(Coordinate annotation entries)

++++++++++

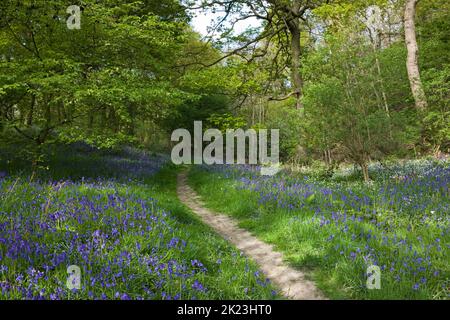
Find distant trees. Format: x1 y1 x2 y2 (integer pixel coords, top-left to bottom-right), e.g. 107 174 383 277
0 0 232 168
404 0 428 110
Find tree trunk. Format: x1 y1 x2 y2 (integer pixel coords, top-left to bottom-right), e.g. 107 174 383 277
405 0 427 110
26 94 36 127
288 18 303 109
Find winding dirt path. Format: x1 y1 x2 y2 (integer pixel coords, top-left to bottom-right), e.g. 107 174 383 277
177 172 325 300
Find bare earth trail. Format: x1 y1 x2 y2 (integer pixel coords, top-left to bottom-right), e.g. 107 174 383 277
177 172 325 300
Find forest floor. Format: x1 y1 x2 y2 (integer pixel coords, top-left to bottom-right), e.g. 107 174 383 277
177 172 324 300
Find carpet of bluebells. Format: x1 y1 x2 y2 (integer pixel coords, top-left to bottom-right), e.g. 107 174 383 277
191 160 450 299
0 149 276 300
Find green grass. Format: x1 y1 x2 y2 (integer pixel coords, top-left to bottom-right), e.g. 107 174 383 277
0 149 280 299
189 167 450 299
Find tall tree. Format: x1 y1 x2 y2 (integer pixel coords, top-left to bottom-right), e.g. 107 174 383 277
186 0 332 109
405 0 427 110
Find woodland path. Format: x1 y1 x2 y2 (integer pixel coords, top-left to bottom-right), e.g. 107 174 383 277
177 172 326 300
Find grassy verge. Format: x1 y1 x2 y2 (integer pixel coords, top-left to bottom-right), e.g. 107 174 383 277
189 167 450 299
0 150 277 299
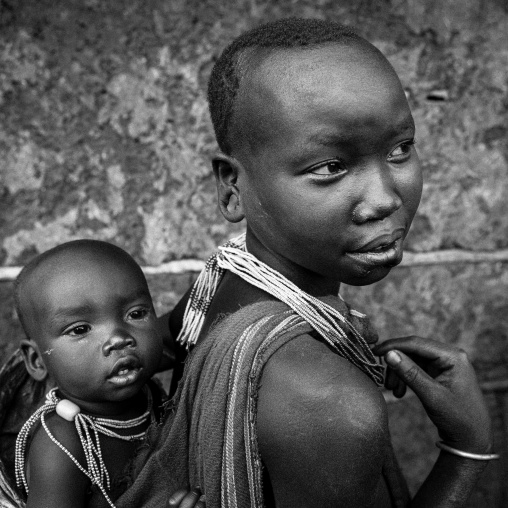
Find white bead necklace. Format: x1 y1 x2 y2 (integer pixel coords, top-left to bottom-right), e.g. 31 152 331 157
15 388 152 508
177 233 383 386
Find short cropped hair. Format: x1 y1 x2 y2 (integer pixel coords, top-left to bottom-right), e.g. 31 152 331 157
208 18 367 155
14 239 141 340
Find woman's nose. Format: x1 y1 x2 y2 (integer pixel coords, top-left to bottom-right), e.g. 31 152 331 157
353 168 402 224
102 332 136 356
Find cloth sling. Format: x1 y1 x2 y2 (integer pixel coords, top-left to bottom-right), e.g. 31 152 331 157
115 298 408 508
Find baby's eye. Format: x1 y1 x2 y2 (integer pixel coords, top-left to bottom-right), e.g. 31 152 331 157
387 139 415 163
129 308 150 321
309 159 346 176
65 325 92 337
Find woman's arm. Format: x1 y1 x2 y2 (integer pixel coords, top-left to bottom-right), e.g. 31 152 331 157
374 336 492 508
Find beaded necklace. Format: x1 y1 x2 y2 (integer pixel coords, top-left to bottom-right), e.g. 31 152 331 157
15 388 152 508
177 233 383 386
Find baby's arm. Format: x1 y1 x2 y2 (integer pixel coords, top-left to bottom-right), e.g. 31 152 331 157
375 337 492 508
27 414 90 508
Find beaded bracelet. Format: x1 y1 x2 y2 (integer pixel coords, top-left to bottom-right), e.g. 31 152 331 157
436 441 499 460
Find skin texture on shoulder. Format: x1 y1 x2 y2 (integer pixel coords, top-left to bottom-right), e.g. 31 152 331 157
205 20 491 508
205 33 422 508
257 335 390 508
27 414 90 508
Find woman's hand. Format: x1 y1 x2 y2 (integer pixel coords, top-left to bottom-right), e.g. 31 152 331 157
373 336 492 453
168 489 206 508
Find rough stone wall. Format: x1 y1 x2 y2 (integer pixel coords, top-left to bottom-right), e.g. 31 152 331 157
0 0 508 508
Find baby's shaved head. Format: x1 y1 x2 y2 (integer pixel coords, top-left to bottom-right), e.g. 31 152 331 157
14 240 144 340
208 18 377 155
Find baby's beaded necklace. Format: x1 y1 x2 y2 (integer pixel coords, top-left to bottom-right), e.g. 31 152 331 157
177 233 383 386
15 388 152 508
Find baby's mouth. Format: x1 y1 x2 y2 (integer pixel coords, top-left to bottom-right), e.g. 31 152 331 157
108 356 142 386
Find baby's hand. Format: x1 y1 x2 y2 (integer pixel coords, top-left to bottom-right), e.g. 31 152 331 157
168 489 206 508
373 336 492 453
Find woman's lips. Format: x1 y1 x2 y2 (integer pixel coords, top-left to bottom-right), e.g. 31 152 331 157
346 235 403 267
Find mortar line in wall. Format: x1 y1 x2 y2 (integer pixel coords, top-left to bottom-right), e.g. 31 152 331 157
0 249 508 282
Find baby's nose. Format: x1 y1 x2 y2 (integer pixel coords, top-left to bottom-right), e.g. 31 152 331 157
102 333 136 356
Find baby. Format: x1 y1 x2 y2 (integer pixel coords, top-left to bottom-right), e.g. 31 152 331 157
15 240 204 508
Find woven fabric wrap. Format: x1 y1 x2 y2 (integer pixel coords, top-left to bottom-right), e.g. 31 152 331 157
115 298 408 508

++++++++++

Task instructions
Switch "integer pixel coords" to "whole-number pixel coordinates" throughout the records above and reproduce them with every other word unchanged, leaving out the pictures.

Answer for the task
Find distant trees. Format: x1 y1 x2 y2 (whole-number pixel coordinates, top-left to bottom-right), e.g. 107 174 383 277
0 0 232 168
404 0 428 110
Find tree trunk. Format: x1 y1 x2 y2 (whole-number pixel coordinates, top-left to bottom-right), e.g. 107 174 383 277
405 0 427 110
26 94 36 127
288 18 303 109
Find winding dirt path. Format: x1 y1 x2 y2 (whole-number pixel coordinates, top-left to bottom-right), e.g. 107 174 383 277
177 172 325 300
Find bare earth trail. Format: x1 y1 x2 y2 (whole-number pixel coordinates, top-left to bottom-right), e.g. 107 174 383 277
177 172 325 300
Find forest floor. Format: x1 y1 x2 y2 (whole-number pixel coordinates, top-left to bottom-right), e.g. 107 174 383 277
177 172 324 300
Find carpet of bluebells. Format: x1 y1 x2 y2 (whole-number pixel coordinates, top-left to bottom-right), e.g. 107 174 383 277
191 160 450 299
0 149 276 300
Find green grass. Format: x1 y1 x2 y2 (whole-number pixel coordinates, top-left to bottom-right), e.g. 107 174 383 277
0 149 280 299
189 167 450 299
Find tall tree. Format: x1 y1 x2 y2 (whole-number pixel coordinates, top-left to bottom-right), e.g. 107 174 383 277
186 0 332 109
405 0 427 110
Find woodland path. Format: x1 y1 x2 y2 (whole-number pixel coordinates, top-left to bottom-right), e.g. 107 174 383 277
177 172 326 300
Find grassy verge. Format: x1 y1 x2 y2 (whole-number pixel coordinates, top-left to bottom-right), e.g. 107 174 383 277
189 167 450 299
0 150 277 299
Find white bead necklace. Format: x1 y1 x2 y2 (whole-number pixel coordinates, top-left to bottom-right), e.g. 31 152 331 157
15 388 152 508
177 233 383 386
Find short cropped hair. Format: x1 y1 x2 y2 (whole-number pixel coordinates, top-left to bottom-right), e.g. 31 152 331 157
208 18 367 155
14 239 141 340
Find woman's nose. Format: x1 y1 x2 y2 (whole-number pixel coordinates, top-left to bottom-right), e.g. 31 152 331 157
353 168 402 224
102 332 136 356
Find cloth sling. Format: x1 y1 x2 y2 (whole-number pixel coordinates, top-left to bottom-right), e.g. 31 152 331 157
115 298 408 508
Find baby's eye. Format: x1 y1 x2 y2 (whole-number pixel coordinates, top-left to bottom-right), e.g. 31 152 331 157
387 139 415 163
129 308 150 321
309 159 346 176
65 325 92 337
Find woman's arm. Format: x1 y1 x2 y2 (whole-number pixel coordinates, top-left to bottom-right), e.g. 31 152 331 157
374 336 492 508
Find beaded necklace. Format: x1 y1 x2 y2 (whole-number pixel coordinates, top-left to bottom-right), e.g. 31 152 331 157
15 388 152 508
177 233 383 386
Find baby's arm. Format: x1 y1 x2 y2 (whole-number pixel coordinates, top-left to bottom-right), e.g. 31 152 331 157
375 337 492 508
27 414 90 508
Find beaded bracelet. Format: x1 y1 x2 y2 (whole-number pixel coordinates, top-left to bottom-right), e.g. 31 152 331 157
436 441 499 460
Find skin texture on shoulder. Format: x1 y1 x2 y2 (whole-number pixel coordinates, top-left to bottom-right), e.g. 31 152 331 157
205 20 491 508
205 33 422 508
257 335 390 508
27 414 90 508
Find woman's hand. Format: x1 y1 x2 y2 (whole-number pixel coordinates, top-left to bottom-right), e.g. 31 152 331 157
373 336 492 453
168 489 206 508
Find rough stone wall. Format: x1 y1 x2 y2 (whole-number pixel coordinates, top-left to bottom-right), e.g. 31 152 331 157
0 0 508 508
Find baby's shaved head. Format: x1 y1 x2 y2 (whole-number pixel coordinates, top-left to bottom-right), e.g. 31 152 331 157
14 240 144 340
208 18 377 155
Find baby's beaded necklace. Format: x1 y1 x2 y2 (whole-number pixel coordinates, top-left to bottom-right), e.g. 31 152 331 157
177 233 383 386
15 388 152 508
Find baby's mouth. Format: x1 y1 x2 y2 (whole-number pixel coordinates, top-left to bottom-right), e.g. 31 152 331 157
108 356 142 386
Find baby's hand. Format: x1 y1 x2 y2 (whole-number pixel coordinates, top-left to bottom-right), e.g. 31 152 331 157
168 489 206 508
373 336 492 453
Find woman's lips. Format: x1 y1 x2 y2 (whole-number pixel coordinates, top-left to bottom-right), e.g. 31 152 331 157
346 235 403 267
Find mortar line in wall. Format: x1 y1 x2 y2 (whole-number pixel coordinates, top-left to bottom-right), e.g. 31 152 331 157
0 249 508 282
Find baby's nose. Format: x1 y1 x2 y2 (whole-number pixel coordinates, top-left to bottom-right), e.g. 31 152 331 157
102 333 136 356
Find baby. Format: x1 y1 x2 y2 (whole-number pixel coordinates, top-left to bottom-right), e.g. 31 152 331 157
15 240 204 508
Find woven fabric wrap. Format: x1 y1 x2 y2 (whole-number pixel coordinates, top-left to bottom-right), e.g. 31 152 331 157
115 298 408 508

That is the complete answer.